→ Action item
Every entry below is to be retyped exactly as it stands.

[Records contained in a dataset]
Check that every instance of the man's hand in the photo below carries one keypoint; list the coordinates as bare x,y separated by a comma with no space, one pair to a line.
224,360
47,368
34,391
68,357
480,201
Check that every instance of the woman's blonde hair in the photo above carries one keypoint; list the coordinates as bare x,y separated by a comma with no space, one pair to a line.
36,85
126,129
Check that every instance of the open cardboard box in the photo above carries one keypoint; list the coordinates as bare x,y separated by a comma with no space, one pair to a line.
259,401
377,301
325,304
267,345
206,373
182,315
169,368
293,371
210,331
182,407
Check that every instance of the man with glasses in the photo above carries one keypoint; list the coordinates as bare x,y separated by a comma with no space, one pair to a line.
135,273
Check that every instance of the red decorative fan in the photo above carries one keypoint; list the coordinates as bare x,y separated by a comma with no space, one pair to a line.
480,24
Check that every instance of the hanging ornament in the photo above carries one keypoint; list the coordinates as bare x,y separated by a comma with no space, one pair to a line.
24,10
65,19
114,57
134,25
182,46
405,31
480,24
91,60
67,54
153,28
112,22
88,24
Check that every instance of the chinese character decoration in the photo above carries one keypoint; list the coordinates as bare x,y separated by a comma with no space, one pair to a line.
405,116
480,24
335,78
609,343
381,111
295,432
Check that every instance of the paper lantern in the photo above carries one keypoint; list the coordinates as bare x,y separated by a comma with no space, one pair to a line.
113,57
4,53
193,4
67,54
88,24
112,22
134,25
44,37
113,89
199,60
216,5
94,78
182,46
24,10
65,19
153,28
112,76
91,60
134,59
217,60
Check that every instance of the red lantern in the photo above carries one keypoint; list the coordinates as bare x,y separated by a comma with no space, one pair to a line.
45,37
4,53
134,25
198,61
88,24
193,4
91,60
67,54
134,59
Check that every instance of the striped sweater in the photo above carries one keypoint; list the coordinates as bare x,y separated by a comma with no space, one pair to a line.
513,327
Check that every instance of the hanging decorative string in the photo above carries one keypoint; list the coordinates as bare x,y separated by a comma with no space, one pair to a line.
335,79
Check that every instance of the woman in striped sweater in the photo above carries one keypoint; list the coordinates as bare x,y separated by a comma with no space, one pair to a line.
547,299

→ Expected answer
Check that every instance of the man's hand in the photo below carries one keypoint; list the coordinates as bare x,y separated by a comma with no space, one pair to a line.
224,360
47,368
34,391
68,357
480,201
Check that every instance of the woman's blonde hair in the photo above carries one keypoint; list the coordinates as bare x,y separated by a comma with no space, one pair to a line.
36,85
126,129
Check that every instance of the open cardboard box in the photo above carries one keypoint; list the coordinates as bare x,y separated by a comma with no space, one pair to a line.
259,401
377,301
325,304
267,345
206,373
182,315
169,368
293,371
210,331
182,407
Check that every instance of the man with glasses in the photo above carries one keypoint; list the coordinates as bare x,y separated by a comma with no space, one pair to a line.
135,273
Check that every instance of the red decorative fan in the photo above carries one keypoint; list the coordinates as bare x,y separated by a comma with no space, one pair to a line.
480,24
Check that every instance of the hanging ornament in the photo above carries one keypoint; list the coordinates as bare x,y separated by a comma with no space, one pair to a line.
24,10
65,19
114,57
134,25
182,46
405,31
480,24
91,60
67,54
153,28
112,22
88,24
Check that every instance of the chinese character decoration in the photo above carries one keypoint; list the coordinates as bare x,y separated by a comma with no space, one pair to a line.
405,116
480,24
335,78
609,343
381,111
295,432
Check that every instance of the paper lantern in the photo above carries one keypoint; list the coordinates as bare x,y separated by a comma with no space, one pair to a line.
113,57
4,53
193,4
67,54
88,24
112,22
134,25
44,37
113,89
199,60
216,5
94,78
182,46
24,10
65,19
153,28
112,76
91,60
134,59
217,60
Check that every instance of the red lantern in the photo above carries one keypoint; list the coordinates as bare x,y separated by a comma with no space, one pair to a line.
45,37
4,53
134,25
198,61
88,24
193,4
91,60
67,54
134,59
Check that every instance of the striped sweater in the photo above carries one keypoint; list the coordinates as bare x,y separated by a comma with no space, one pair to a line.
513,327
Check that every instance of the hanging decorative string in the photo above carries one keypoint; list the coordinates as bare x,y separated by a comma with no space, one pair to a line.
335,79
Check that every instance of the woman in striped sweater in the photo above carries one keypoint; list the coordinates as bare x,y separated by a comma with no space, one pair to a line.
547,299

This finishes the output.